#### Fragment:
______________________________

Water is alles. Dat is de onontkoombare conclusie van een gesprek met Henk Ovink. Ruim acht jaar was hij de watergezant van Nederland. Een paar weken geleden nam hij afscheid. Hij is nog in New York om zijn laatste werkzaamheden af te ronden. Het is de stad waar hij van 2013 tot 2015 faam maakte als ‘Henk, the water guy’, adviseur bij de wederopbouw na de verwoestende orkaan Sandy. En waar Nederland afgelopen maart samen met Tadzjikistan voor de Verenigde Naties een mondiale waterconferentie organiseerde, de grootste in veertig jaar. Die conferentie was de afsluiting van Ovinks gezantschap.
Water is alles. Ovink zegt het letterlijk en, in een lang videogesprek vanuit een kantoor van de New York University waar hij betrokken is bij de organisatie Rebuild by Design, in allerlei variaties: water zit aan alles vast; als je water centraal stelt, moet iedereen een plek aan tafel; water is echt magisch; ik zeg altijd, water is een ‘solution space’, een plek waar je oplossingen kunt vinden; water geeft altijd hoop.

______________________________

#### Gegevens:
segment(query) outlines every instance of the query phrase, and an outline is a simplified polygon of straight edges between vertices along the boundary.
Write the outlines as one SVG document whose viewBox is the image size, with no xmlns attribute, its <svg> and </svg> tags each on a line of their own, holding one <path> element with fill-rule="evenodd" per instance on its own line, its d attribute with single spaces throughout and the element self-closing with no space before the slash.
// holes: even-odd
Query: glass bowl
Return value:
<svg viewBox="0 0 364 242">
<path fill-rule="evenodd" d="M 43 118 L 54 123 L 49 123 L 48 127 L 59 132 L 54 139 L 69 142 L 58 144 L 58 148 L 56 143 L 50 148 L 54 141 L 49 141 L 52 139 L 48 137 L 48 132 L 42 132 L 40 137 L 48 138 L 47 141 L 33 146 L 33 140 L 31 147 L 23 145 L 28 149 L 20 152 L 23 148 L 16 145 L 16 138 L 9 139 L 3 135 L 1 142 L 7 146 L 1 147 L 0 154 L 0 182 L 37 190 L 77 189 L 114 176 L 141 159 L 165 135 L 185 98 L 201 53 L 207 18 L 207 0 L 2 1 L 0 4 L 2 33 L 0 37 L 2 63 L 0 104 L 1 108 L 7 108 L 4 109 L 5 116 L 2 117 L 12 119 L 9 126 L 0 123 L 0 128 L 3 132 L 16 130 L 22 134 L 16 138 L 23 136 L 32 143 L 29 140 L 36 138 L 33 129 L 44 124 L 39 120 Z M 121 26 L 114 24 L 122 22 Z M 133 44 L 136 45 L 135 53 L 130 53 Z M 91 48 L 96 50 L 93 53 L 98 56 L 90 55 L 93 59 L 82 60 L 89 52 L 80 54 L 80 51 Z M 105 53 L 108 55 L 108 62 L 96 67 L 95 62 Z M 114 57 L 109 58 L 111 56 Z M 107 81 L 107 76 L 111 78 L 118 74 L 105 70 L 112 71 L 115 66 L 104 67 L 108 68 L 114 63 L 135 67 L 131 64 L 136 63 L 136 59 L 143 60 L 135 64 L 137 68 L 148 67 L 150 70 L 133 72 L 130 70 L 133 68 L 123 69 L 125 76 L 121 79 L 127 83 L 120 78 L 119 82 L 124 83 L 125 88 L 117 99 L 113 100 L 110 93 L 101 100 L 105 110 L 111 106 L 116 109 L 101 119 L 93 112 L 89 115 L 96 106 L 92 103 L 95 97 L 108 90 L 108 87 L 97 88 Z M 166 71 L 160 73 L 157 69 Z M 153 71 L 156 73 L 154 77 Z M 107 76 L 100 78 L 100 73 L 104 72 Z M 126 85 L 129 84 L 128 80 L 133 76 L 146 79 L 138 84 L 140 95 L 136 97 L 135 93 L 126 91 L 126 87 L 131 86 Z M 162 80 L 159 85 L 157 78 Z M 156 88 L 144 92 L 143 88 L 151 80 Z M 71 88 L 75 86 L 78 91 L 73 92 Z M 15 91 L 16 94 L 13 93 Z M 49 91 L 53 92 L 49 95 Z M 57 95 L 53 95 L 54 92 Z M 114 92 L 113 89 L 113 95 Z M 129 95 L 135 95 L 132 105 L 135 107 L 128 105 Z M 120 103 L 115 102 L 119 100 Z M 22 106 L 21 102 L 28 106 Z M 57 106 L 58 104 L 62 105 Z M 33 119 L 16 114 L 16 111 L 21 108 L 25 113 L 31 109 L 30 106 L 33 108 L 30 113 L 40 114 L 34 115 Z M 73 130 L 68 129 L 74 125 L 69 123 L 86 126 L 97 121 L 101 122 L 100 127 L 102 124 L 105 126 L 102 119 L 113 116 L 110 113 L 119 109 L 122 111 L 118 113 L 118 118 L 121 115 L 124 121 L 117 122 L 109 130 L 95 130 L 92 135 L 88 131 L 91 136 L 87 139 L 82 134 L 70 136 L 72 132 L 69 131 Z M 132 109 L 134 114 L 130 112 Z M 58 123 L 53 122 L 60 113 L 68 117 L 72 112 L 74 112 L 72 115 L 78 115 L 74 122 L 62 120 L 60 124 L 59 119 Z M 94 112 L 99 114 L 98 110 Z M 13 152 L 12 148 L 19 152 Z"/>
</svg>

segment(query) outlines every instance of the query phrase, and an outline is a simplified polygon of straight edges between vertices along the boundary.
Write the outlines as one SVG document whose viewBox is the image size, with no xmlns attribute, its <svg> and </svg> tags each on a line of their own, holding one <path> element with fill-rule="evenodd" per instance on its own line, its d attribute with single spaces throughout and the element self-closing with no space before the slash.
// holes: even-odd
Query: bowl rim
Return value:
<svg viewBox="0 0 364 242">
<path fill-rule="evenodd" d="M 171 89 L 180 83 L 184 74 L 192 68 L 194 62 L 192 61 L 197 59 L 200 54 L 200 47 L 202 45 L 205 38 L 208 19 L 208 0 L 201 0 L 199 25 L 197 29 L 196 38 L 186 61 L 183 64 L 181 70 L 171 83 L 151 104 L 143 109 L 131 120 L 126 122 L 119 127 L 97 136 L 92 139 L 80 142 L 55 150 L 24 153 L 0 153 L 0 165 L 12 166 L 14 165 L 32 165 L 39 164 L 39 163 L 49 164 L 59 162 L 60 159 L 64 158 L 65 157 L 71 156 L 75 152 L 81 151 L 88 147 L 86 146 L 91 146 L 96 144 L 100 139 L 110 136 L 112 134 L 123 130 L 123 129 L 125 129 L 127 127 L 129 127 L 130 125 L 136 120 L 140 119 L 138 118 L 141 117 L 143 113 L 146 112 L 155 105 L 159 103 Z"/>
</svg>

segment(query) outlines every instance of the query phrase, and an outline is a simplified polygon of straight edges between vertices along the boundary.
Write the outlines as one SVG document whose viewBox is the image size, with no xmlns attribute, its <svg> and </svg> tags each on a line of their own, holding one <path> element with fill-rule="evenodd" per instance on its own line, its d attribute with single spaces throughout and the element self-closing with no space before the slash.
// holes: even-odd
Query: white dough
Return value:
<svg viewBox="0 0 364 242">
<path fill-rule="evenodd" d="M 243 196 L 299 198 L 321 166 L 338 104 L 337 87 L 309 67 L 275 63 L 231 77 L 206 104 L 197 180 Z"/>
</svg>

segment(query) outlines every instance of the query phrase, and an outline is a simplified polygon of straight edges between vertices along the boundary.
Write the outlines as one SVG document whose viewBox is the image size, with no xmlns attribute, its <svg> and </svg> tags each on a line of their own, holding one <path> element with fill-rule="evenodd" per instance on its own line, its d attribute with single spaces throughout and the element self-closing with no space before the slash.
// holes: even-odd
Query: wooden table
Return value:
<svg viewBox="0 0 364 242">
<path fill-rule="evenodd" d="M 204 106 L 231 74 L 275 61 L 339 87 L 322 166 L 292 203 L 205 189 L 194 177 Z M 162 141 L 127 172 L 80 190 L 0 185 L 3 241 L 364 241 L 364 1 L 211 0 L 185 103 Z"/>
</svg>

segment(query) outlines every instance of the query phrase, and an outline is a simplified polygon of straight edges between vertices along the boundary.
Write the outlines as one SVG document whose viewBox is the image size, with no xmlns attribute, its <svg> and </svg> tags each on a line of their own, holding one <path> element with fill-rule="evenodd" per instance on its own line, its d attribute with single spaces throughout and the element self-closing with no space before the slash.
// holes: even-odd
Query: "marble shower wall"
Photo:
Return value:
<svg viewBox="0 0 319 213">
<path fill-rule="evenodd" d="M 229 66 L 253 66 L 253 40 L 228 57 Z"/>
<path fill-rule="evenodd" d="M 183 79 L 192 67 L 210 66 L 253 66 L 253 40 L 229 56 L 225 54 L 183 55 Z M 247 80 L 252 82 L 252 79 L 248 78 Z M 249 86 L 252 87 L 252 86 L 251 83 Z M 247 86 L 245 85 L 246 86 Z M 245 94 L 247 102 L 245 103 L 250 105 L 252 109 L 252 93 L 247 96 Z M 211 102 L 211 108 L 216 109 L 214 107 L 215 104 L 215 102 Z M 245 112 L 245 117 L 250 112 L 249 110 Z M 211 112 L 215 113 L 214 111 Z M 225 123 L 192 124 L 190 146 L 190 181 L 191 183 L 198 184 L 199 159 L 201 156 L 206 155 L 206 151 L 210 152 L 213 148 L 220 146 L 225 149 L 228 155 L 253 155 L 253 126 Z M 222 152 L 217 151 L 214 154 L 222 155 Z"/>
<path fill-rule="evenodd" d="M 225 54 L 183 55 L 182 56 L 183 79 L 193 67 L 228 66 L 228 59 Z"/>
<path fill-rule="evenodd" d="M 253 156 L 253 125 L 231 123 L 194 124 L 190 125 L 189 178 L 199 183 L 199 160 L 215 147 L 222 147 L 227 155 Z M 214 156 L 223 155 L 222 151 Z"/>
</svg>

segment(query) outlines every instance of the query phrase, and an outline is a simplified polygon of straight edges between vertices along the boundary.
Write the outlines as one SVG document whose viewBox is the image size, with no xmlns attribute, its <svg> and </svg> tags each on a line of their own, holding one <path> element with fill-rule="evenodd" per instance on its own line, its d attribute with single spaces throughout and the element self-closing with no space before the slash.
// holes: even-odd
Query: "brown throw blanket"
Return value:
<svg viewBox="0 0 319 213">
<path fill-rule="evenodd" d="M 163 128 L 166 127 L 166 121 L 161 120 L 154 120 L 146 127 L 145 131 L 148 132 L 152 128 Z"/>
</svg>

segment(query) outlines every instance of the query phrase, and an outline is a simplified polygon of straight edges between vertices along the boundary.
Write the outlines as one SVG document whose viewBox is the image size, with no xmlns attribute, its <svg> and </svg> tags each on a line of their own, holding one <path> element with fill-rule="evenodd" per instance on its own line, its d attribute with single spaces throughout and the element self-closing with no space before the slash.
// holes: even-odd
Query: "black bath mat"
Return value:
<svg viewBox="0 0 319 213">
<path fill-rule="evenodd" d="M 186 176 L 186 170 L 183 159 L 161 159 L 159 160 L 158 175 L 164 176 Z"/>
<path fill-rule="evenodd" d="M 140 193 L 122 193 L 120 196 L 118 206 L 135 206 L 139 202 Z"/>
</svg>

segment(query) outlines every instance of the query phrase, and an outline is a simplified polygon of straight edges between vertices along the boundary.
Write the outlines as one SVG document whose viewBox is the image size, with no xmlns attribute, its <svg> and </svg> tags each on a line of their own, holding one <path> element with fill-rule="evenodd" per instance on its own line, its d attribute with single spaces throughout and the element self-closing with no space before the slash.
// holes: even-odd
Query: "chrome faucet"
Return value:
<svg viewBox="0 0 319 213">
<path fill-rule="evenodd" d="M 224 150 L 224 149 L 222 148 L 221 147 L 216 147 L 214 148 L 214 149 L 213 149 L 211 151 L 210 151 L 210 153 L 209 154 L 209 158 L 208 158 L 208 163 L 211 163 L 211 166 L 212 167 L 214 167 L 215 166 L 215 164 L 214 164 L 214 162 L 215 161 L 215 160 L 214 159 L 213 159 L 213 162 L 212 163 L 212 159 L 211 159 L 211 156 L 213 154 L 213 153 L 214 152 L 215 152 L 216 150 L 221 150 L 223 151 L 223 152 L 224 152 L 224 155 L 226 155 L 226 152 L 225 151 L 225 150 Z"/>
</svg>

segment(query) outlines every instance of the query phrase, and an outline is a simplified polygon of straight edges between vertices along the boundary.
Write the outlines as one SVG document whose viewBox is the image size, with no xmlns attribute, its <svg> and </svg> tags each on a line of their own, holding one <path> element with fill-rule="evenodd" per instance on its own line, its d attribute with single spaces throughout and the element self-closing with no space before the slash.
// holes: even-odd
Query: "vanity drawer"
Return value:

______________________________

#### Opdracht A:
Stemmen de volgende uitspraken overeen met het fragment over Henk Ovink? Beantwoord elke uitspraak met ja of nee en citeer de beslissende woorden. (i) Ovink was ruim acht jaar de watergezant van Nederland. (ii) Nederland organiseerde de waterconferentie van afgelopen maart zonder andere landen. (iii) Ovink was van 2013 tot 2015 adviseur bij de wederopbouw na orkaan Sandy.
#### Opdracht B:
Noem alle variaties op "Water is alles" die Ovink volgens het fragment geeft en die na de dubbele punt in de tweede alinea staan.

#### Uitwerking A:
(i) Ja: "Ruim acht jaar was hij de watergezant van Nederland."
(ii) Nee: "samen met Tadzjikistan"
(iii) Ja: "van 2013 tot 2015 faam maakte als ‘Henk, the water guy’, adviseur bij de wederopbouw na de verwoestende orkaan Sandy"

#### Uitwerking B:
- water zit aan alles vast
- als je water centraal stelt, moet iedereen een plek aan tafel
- water is echt magisch
- ik zeg altijd, water is een ‘solution space’, een plek waar je oplossingen kunt vinden
- water geeft altijd hoop